Another recent film that the boyfriend and I have experienced is Her, directed by Spike Jonze. Her does not necessarily express an overt or hostile fear of artificial intelligence. Instead, it seems to express a bias or a prejudice against people who date AI figures. This could be reduced down to people who adopt this technology as the center of their life. We do have examples of this occurring now in our society. People have online relationships, they have alternate identities, they game and sometimes seem to become the character that they utilize in the game (kind of like Avatar—it’s not coincidental that the name of the movie is the same as the word that is used to describe a person’s character in an RPG). In some ways, technology has taken over our lives. But it seems that through stories that talk about characters who are romantically involved with AI figures goes too far because, as I say in my original post about this film prior to seeing it (which you can read here), people who fall in love with robots or various forms of artificial intelligence often are viewed negatively by their peers. You see numerous instances of people who will not accept Theodore and his relationship with Samantha. Former friends do not understand the experience he is having and they are uncomfortable with the path he has chosen because it is not the typical path or the one that is deemed by the masses to be acceptable or “right.”

The lack of acceptance of a relationship between a human being and a figure of AI is prevalent in both literature and film. Futurama is a famous example that expresses the taboo of such a relationship. Fry falls in love with a robot and even his robot best friend is disgusted by the antics. I have also read some steampunk-like stories that border on the sci-fi genre that do the same thing. Cloud Atlas is another good example. Of course, instead of AI figures, you have these clones who are marginalized by society. But the principle is the same.
******************************
## SET TASK 1
Translate this sentence from the text on the film Her into Spanish: "The lack of acceptance of a relationship between a human being and a figure of AI is prevalent in both literature and film."

## EXCERPTED DATA
******************************
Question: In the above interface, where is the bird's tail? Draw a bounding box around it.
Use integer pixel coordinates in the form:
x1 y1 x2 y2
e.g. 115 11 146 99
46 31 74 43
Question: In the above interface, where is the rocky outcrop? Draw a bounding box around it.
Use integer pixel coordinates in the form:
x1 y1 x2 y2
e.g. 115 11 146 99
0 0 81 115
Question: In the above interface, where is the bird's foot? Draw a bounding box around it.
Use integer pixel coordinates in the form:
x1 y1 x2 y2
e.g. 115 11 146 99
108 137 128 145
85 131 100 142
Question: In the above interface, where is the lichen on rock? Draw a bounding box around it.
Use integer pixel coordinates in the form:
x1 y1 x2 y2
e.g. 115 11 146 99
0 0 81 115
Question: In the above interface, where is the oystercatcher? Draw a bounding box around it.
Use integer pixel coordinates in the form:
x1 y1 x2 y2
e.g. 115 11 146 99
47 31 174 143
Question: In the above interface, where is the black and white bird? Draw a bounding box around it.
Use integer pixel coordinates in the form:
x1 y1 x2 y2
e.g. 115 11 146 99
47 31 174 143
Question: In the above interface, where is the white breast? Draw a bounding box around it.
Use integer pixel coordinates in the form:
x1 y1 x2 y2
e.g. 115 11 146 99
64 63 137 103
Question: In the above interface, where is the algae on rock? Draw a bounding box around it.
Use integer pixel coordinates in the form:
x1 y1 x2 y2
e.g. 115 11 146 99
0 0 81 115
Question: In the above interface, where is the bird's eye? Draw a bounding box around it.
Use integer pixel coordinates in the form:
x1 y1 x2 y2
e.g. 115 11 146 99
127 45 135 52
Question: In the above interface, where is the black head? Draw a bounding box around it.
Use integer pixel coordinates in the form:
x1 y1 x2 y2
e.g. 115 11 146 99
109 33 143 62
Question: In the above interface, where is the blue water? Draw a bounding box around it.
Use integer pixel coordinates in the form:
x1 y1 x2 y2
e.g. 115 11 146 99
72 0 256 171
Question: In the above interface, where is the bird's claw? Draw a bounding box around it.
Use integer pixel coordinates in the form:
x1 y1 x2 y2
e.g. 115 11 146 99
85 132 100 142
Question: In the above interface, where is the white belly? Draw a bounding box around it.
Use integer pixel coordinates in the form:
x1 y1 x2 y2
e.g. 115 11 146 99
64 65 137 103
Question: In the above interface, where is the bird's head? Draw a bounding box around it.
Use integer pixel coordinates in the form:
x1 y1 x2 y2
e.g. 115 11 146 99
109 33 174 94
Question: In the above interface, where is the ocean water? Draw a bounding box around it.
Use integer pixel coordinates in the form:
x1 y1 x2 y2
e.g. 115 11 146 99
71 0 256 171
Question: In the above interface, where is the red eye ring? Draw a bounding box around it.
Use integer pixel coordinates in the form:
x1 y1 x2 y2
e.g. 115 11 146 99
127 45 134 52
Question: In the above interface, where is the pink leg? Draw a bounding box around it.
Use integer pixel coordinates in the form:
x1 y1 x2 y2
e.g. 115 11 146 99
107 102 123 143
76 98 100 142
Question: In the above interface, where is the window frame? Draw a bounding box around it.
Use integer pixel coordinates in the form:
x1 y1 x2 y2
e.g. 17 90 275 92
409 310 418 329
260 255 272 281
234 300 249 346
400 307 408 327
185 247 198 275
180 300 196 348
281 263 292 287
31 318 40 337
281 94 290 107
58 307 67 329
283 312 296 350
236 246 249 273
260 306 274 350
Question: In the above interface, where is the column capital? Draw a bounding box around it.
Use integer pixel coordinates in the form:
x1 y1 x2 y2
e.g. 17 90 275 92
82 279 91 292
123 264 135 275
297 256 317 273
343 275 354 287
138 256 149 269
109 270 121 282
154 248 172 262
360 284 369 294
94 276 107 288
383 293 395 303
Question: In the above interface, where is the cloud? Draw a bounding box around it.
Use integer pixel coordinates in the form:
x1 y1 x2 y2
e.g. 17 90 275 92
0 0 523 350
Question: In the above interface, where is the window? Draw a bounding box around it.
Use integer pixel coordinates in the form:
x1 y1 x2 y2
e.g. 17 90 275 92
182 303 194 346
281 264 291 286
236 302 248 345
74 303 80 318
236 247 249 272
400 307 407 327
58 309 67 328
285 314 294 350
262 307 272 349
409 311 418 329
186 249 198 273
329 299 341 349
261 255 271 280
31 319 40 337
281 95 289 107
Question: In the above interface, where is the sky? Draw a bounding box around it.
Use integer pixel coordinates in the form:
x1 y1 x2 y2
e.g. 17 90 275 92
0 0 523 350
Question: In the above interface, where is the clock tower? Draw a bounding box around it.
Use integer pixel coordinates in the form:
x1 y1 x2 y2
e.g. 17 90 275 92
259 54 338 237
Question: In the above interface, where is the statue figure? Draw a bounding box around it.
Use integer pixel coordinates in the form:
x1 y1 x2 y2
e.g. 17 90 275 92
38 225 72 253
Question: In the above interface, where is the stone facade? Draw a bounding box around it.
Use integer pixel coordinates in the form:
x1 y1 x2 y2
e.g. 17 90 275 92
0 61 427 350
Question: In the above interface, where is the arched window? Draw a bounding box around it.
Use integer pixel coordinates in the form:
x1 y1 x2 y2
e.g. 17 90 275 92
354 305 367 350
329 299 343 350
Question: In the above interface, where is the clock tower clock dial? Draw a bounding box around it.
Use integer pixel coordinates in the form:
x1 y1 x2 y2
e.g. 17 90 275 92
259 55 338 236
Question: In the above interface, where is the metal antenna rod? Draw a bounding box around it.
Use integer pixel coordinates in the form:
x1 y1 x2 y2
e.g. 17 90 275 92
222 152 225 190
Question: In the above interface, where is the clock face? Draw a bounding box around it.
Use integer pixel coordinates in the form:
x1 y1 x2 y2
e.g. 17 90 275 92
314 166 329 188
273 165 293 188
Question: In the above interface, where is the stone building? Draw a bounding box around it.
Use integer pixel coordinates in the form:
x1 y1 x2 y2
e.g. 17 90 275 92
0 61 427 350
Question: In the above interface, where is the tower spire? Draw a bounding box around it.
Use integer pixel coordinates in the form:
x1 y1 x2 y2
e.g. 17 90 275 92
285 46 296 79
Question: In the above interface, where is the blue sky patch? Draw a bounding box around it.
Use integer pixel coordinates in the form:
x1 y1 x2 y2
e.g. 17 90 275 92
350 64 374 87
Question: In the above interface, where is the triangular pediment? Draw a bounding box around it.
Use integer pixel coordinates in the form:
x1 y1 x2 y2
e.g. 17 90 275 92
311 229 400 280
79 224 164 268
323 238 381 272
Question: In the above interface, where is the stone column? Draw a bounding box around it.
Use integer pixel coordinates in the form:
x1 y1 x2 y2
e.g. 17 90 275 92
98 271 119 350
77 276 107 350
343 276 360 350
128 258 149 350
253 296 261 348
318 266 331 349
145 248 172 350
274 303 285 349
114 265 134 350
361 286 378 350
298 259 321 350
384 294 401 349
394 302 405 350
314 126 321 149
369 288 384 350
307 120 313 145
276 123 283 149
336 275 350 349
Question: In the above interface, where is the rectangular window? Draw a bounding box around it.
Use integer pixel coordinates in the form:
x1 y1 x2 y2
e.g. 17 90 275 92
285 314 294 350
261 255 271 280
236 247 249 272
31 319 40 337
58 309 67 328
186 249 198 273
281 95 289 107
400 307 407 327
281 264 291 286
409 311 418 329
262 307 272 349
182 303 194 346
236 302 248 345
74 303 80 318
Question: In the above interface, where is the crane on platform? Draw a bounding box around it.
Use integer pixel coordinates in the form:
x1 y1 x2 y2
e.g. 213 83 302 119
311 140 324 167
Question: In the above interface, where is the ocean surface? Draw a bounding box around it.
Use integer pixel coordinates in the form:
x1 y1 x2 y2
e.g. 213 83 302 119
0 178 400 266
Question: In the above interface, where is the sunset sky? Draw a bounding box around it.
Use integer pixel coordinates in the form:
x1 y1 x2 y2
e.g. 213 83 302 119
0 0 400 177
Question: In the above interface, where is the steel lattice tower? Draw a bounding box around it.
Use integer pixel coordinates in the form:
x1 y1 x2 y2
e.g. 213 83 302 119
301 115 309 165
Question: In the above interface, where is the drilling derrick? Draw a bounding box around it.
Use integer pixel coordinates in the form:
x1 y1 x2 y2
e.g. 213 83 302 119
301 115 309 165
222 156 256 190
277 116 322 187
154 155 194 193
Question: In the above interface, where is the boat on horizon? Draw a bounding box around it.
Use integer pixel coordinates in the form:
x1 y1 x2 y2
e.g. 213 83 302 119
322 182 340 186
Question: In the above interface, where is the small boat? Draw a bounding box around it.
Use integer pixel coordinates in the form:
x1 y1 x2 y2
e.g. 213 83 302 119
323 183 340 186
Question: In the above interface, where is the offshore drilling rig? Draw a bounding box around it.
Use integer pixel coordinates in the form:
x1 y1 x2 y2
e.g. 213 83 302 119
******************************
## SET TASK 2
Put the lines of the listing into a JSON list of strings, one string per line, from the first line of the listing up to and including the line with "127 45 135 52". Leave out blank lines.

## EXERCISE OUTPUT 1
La falta de aceptación de una relación entre un ser humano y una figura de IA es frecuente tanto en la literatura como en el cine.

## EXERCISE OUTPUT 2
[
  "Question: In the above interface, where is the bird's tail? Draw a bounding box around it.",
  "Use integer pixel coordinates in the form:",
  "x1 y1 x2 y2",
  "e.g. 115 11 146 99",
  "46 31 74 43",
  "Question: In the above interface, where is the rocky outcrop? Draw a bounding box around it.",
  "Use integer pixel coordinates in the form:",
  "x1 y1 x2 y2",
  "e.g. 115 11 146 99",
  "0 0 81 115",
  "Question: In the above interface, where is the bird's foot? Draw a bounding box around it.",
  "Use integer pixel coordinates in the form:",
  "x1 y1 x2 y2",
  "e.g. 115 11 146 99",
  "108 137 128 145",
  "85 131 100 142",
  "Question: In the above interface, where is the lichen on rock? Draw a bounding box around it.",
  "Use integer pixel coordinates in the form:",
  "x1 y1 x2 y2",
  "e.g. 115 11 146 99",
  "0 0 81 115",
  "Question: In the above interface, where is the oystercatcher? Draw a bounding box around it.",
  "Use integer pixel coordinates in the form:",
  "x1 y1 x2 y2",
  "e.g. 115 11 146 99",
  "47 31 174 143",
  "Question: In the above interface, where is the black and white bird? Draw a bounding box around it.",
  "Use integer pixel coordinates in the form:",
  "x1 y1 x2 y2",
  "e.g. 115 11 146 99",
  "47 31 174 143",
  "Question: In the above interface, where is the white breast? Draw a bounding box around it.",
  "Use integer pixel coordinates in the form:",
  "x1 y1 x2 y2",
  "e.g. 115 11 146 99",
  "64 63 137 103",
  "Question: In the above interface, where is the algae on rock? Draw a bounding box around it.",
  "Use integer pixel coordinates in the form:",
  "x1 y1 x2 y2",
  "e.g. 115 11 146 99",
  "0 0 81 115",
  "Question: In the above interface, where is the bird's eye? Draw a bounding box around it.",
  "Use integer pixel coordinates in the form:",
  "x1 y1 x2 y2",
  "e.g. 115 11 146 99",
  "127 45 135 52"
]